### What you will do
Rewrite these lines, putting "widest" in place of "thickest" wherever it occurs and leaving everything else untouched.

### Input records
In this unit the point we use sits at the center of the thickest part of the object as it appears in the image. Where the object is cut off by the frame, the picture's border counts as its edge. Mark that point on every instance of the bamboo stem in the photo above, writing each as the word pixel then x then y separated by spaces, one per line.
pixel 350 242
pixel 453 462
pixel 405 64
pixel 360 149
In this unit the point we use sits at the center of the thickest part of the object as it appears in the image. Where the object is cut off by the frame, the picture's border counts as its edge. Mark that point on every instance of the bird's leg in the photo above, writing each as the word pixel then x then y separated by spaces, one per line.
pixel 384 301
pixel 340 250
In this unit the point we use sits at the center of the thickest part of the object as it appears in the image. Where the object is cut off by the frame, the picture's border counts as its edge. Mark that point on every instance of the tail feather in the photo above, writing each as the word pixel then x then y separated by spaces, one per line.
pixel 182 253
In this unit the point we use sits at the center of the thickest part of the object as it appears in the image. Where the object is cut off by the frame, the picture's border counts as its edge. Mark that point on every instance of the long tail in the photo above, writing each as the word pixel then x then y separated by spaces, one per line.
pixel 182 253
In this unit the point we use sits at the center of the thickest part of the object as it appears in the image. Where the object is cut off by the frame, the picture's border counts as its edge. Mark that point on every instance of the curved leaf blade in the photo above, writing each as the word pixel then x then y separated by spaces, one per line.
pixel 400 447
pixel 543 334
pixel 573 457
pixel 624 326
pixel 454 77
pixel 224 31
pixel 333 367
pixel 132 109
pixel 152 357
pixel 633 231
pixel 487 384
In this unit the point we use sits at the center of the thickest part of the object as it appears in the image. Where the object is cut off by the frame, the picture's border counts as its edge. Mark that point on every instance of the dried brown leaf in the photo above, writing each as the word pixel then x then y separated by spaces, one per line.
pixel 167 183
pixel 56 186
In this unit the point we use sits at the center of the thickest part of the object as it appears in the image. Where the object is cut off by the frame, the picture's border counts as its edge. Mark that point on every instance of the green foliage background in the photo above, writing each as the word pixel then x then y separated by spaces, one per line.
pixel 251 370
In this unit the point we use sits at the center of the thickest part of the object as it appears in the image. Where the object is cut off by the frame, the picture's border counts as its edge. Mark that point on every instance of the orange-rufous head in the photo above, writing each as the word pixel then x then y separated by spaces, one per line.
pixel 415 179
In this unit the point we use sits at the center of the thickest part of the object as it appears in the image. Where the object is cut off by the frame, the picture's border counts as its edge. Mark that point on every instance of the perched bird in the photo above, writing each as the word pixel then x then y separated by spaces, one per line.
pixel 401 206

### Answer for the task
In this unit the point we use sits at the center of the widest part of the object as it appears in the image. Where the object is cut off by the frame, the picture's border counts as its edge. Mark that point on every instance of the bamboo stem in the photo above, writing each as the word pixel then x then y separated by spaces, one per line.
pixel 350 242
pixel 453 462
pixel 405 64
pixel 360 149
In this unit the point we use sits at the center of the widest part of the object as it appears in the image. Where the object is cut off by the frame, the picture's border counts as its edge. Mark that point on every instance of the bird's leg in the photo above, writing each as the word pixel then x then y separated by spaces, one per line.
pixel 384 301
pixel 340 250
In this unit the point we use sits at the center of the widest part of the object as it appears in the image. Where the object is cut off by the frame, the picture's border counts as its edge. Mark that point on every instance of the tail feather in the photo above, writing each as the word pixel then x then y separated by spaces, one per line.
pixel 182 253
In this unit the point we use sits at the center of the widest part of the object as it appears in the image. Where the object is cut off by the frame, the picture's border counts as its edge. Mark that point on every instance of the long tail in the photo above, writing each as the word pixel then x then y separated by spaces, one per line.
pixel 182 253
In this unit the point we use sits at the center of the widest part of the object as it appears in the image. Where the object is cut off by the frame, the picture's border counts as its edge. Mark that point on every instance of the curved leaf blade in the photo above, writing each as the word pixel then x then y separated by spaces, one per line.
pixel 400 447
pixel 543 334
pixel 573 457
pixel 624 326
pixel 454 77
pixel 224 31
pixel 333 367
pixel 132 109
pixel 152 357
pixel 633 231
pixel 487 384
In this unit the point we use sits at the center of the widest part of the object as it appears in the image. Where the object is cut off by the frame, the picture's border counts as its edge. Mark that point on every instance of the dried brown leaf in the photo above, writing each as the word pixel then x then y separated by spaces, one per line.
pixel 167 183
pixel 56 186
In this unit the point we use sits at the center of the widest part of the object as it appears in the image. Where the object is cut off by the frame, the picture's border counts as its edge. Mark that point on every instance of the green foliage background in the photo above, writing each as the word pixel then x then y separated by spaces, one per line.
pixel 251 370
In this unit the point we use sits at the center of the widest part of the object as it appears in the image. Where the object is cut off by the frame, the picture's border counts as its edge. Mark that point on every instance of the orange-rufous head in the photo above, writing each as the word pixel then x then y separated by spaces, one per line.
pixel 415 179
In this unit the point we use sits at the center of the widest part of the object as it appears in the image. Where the object is cut off by the frame, the picture's border counts as its edge. Mark that point on every instance of the perched bird in the photo above, writing each as the word pixel then x then y separated by spaces, one per line.
pixel 401 206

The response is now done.